Data to process
*-*-*

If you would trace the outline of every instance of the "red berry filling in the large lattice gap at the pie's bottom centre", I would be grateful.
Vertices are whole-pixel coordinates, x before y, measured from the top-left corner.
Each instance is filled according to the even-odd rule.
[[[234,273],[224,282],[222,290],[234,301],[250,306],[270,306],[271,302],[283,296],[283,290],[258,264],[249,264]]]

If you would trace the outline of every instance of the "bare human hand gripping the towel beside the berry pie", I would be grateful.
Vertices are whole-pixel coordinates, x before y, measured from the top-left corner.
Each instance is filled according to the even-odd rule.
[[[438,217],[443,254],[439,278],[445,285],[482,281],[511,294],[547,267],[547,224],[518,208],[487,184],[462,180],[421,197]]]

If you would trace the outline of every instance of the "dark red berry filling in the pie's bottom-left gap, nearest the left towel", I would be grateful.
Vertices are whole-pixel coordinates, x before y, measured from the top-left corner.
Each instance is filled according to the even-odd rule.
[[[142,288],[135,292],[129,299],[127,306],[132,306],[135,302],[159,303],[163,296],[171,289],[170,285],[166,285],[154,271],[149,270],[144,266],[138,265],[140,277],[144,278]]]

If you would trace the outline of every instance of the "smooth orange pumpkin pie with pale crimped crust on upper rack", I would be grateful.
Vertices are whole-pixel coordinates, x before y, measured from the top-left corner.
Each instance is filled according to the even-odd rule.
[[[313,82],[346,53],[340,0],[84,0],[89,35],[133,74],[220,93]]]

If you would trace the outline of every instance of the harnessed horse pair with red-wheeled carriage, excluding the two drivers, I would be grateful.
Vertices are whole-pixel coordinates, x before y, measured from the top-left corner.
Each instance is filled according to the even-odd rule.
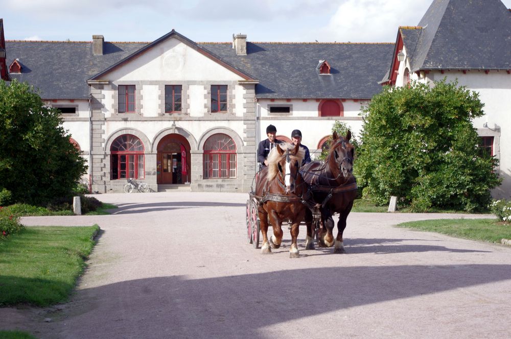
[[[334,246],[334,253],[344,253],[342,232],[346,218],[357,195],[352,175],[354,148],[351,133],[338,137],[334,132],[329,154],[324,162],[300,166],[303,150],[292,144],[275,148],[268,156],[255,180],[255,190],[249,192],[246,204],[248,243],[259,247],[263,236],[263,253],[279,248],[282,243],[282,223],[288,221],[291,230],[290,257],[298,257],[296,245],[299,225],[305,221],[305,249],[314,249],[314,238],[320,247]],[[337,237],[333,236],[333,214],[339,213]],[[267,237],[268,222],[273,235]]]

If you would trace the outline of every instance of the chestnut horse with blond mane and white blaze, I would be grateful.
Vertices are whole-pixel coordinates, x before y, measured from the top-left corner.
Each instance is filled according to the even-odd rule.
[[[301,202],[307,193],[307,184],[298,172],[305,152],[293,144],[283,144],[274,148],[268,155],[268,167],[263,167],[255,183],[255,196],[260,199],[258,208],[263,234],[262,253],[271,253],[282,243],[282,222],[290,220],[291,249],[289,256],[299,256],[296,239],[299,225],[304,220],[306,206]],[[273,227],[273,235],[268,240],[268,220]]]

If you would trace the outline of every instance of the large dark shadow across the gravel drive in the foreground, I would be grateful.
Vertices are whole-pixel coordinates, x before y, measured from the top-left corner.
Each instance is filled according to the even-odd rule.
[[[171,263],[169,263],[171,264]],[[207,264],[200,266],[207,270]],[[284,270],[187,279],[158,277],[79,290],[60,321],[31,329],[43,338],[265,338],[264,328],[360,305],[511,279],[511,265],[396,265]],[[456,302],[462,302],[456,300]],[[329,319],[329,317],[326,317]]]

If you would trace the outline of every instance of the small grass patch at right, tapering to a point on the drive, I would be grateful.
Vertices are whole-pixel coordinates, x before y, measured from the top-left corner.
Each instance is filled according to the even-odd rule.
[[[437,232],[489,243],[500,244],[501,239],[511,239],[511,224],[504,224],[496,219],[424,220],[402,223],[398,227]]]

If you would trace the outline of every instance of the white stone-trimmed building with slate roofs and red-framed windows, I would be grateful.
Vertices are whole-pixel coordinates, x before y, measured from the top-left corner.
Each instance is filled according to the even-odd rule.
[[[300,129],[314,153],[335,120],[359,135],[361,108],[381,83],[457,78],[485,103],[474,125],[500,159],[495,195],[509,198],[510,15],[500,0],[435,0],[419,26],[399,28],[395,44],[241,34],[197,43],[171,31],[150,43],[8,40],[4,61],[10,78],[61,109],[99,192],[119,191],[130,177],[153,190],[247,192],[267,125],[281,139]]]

*-*-*

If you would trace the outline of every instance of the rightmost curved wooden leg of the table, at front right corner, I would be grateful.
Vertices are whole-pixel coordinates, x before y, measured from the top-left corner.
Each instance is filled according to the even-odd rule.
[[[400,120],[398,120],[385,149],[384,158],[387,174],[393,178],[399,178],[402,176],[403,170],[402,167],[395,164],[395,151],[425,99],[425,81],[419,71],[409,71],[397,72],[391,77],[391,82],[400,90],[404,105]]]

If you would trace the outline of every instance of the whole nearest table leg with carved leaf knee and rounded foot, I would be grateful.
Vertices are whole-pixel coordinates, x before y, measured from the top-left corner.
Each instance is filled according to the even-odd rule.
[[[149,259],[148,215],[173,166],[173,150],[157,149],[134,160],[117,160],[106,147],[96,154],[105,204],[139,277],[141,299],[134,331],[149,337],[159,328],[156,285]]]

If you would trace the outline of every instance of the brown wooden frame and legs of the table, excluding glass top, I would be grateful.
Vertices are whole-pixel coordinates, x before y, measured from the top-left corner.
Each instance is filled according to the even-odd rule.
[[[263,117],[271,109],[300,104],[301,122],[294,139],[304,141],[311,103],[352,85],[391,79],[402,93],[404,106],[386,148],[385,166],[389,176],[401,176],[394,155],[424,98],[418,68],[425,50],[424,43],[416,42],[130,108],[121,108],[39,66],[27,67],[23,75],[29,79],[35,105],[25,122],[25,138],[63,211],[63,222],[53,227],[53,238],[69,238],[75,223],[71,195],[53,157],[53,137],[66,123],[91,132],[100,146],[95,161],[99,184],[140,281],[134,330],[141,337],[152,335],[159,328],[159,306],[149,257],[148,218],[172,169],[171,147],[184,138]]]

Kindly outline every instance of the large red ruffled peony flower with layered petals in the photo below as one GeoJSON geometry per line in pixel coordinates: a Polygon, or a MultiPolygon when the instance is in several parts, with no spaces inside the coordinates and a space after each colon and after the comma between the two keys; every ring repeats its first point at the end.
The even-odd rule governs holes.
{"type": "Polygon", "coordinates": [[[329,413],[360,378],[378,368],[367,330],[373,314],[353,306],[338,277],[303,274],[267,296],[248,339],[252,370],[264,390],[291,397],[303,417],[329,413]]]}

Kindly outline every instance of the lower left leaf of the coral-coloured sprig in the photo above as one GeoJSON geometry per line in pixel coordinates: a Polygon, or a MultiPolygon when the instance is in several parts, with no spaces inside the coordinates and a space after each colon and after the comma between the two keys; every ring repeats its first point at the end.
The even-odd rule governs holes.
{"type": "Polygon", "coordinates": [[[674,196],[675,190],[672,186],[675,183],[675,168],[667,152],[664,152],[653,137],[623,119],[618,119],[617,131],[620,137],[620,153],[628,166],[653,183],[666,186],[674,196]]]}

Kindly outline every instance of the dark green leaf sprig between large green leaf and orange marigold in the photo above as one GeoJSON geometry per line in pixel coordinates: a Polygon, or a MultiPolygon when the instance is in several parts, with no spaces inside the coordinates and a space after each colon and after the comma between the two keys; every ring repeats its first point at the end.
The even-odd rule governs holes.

*-*-*

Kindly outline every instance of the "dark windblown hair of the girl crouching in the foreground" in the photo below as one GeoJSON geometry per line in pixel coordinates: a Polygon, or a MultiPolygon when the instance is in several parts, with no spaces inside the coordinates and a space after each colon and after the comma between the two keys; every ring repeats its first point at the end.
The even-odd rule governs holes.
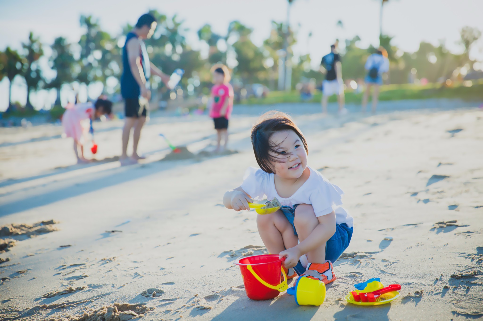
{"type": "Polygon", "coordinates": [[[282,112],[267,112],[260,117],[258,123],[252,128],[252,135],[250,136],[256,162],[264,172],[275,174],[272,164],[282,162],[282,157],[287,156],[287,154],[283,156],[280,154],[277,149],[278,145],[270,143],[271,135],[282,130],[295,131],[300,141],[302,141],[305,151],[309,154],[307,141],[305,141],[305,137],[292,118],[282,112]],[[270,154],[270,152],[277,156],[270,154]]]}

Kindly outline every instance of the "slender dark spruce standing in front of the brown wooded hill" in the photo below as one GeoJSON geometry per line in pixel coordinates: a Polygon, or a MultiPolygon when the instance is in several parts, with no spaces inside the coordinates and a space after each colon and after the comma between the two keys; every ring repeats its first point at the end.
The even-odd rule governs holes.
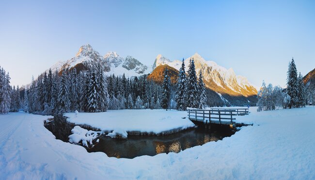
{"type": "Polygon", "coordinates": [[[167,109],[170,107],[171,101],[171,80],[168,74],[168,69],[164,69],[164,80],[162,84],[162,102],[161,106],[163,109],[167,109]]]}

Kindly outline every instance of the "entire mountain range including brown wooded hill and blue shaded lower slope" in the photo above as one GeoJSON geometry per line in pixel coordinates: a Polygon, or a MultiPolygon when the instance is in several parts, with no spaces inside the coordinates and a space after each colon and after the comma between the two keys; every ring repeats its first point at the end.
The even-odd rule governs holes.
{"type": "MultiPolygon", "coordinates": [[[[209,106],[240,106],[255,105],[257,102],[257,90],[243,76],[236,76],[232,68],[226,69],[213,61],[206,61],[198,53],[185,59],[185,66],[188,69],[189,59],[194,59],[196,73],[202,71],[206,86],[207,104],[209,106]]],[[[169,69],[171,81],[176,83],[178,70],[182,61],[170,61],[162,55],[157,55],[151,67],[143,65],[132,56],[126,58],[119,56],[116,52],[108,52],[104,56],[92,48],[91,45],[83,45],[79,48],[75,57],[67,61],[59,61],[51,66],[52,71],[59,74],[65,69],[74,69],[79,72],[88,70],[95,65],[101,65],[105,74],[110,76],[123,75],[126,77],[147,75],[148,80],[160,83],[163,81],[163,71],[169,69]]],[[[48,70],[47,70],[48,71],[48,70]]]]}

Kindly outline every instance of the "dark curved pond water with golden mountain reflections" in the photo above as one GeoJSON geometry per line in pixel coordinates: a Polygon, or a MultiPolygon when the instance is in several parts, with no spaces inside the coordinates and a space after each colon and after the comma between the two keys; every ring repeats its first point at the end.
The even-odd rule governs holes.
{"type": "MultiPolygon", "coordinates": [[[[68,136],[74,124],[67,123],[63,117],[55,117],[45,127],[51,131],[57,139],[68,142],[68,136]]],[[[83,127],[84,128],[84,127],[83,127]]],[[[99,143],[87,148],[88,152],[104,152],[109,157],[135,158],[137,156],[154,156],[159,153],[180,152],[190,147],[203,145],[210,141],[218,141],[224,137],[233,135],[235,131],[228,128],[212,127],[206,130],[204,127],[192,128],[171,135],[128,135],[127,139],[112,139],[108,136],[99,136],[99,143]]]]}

*-*-*

What the exercise asks
Transcribe the records above exactly, beginning at the line that contains "in the large" and ending with the line that contains "human hand gripping", both included, and nothing else.

Response for this exercise
If you would trace the outline of every instance of the "red berry filling in the large lattice gap at the pie's bottom centre", I would be grateful.
Vertices are whole-pixel coordinates, x before y, measured from the top-left corner.
Each instance is filled according to the even-odd rule.
[[[234,273],[224,282],[222,290],[234,301],[250,306],[270,306],[271,302],[283,296],[283,290],[258,264],[249,264]]]

If you would trace the outline of every instance of the "bare human hand gripping the towel beside the berry pie", I would be grateful.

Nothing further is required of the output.